WORK TO DO — Decide whether each statement below agrees with the forum thread about bottling first batches. Answer yes or no for each, quoting the words from the thread that decide it. 1. Five gallons of Riesling were bottled. 2. The bottling took less than an hour. 3. The wine was filtered on the same day it was bottled.

PASSAGE PROVIDED —
┌────────

# Bottled first batches using filter system



## REDBOATNY (Feb 11, 2012)

Brother and I bottled 3 gallons Vignoles (Ravat 51), 5 gallons NYS Riesling, 7 gallons spiced apple, and 3 gallons Cranberry. It took a little over 2 hours. I had filtered everything the weekend before with the whole house filter system. (Thanks Wade and Dan, you convinced me) Everything sparkles!! I did have a slight headache Thursday, may have had too many samples.


----------



## Flem (Feb 11, 2012)

Looks great, Redboat! They really sparkle! Filtering is the only way to go. IMO


----------



## JordanPond (Feb 11, 2012)

Very Nice. I like the labels. A cranberry wine is intriguing. Maybe I should pick up a bottle at the local wine shoppe and try one.

Label design is always a challenge for me. I'm just not a graphic designer.


----------



## Turock (Feb 11, 2012)

└────────

RECORDS SHOWN —
┌────────

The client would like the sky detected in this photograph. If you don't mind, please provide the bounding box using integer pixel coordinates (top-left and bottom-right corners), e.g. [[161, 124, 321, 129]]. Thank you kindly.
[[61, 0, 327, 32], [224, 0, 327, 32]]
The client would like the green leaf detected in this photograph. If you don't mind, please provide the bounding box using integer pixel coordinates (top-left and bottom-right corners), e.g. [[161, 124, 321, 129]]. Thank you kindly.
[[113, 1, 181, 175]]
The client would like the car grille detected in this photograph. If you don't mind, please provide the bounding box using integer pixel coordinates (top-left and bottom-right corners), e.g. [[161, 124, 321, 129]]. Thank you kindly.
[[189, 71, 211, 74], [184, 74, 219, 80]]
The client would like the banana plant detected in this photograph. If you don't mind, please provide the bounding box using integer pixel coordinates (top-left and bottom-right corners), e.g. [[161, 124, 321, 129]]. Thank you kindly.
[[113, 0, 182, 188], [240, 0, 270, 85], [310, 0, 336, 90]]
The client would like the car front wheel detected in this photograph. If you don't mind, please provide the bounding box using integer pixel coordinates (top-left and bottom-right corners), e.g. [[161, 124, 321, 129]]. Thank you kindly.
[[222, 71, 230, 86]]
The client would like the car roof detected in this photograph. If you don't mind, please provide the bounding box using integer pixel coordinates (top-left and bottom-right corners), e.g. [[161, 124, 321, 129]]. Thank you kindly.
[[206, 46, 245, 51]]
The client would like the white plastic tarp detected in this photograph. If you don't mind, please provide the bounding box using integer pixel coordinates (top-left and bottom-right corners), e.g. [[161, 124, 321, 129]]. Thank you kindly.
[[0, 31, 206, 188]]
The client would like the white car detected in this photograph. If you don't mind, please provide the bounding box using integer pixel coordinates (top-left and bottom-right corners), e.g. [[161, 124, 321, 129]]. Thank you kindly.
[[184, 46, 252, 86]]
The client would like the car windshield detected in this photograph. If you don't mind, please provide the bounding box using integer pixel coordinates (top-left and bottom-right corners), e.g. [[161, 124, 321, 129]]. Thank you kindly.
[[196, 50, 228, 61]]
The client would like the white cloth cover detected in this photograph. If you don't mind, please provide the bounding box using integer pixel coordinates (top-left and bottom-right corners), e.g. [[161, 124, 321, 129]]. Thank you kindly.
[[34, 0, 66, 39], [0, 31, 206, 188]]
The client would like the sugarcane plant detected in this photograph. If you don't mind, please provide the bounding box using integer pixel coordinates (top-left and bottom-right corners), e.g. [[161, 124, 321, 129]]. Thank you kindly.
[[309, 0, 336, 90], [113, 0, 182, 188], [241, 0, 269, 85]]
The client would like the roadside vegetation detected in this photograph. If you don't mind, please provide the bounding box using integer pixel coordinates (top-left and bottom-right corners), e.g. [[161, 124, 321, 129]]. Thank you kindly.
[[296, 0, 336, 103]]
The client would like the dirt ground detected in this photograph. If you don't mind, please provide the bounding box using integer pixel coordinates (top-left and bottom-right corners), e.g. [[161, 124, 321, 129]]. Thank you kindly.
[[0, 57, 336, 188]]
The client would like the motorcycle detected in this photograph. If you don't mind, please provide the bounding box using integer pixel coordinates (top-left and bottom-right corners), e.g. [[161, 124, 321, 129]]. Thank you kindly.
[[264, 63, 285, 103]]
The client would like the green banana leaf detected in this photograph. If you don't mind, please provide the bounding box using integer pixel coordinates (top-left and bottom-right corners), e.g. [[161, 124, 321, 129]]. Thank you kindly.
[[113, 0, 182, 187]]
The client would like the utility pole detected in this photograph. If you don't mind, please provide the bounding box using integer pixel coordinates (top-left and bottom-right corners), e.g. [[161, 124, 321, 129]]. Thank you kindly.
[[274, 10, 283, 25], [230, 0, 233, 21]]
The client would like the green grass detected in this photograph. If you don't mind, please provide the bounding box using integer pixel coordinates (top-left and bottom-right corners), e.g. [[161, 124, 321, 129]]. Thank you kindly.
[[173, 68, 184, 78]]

└────────

EXERCISE RESPONSE —
1. Yes: "5 gallons NYS Riesling"
2. No: "It took a little over 2 hours."
3. No: "I had filtered everything the weekend before with the whole house filter system."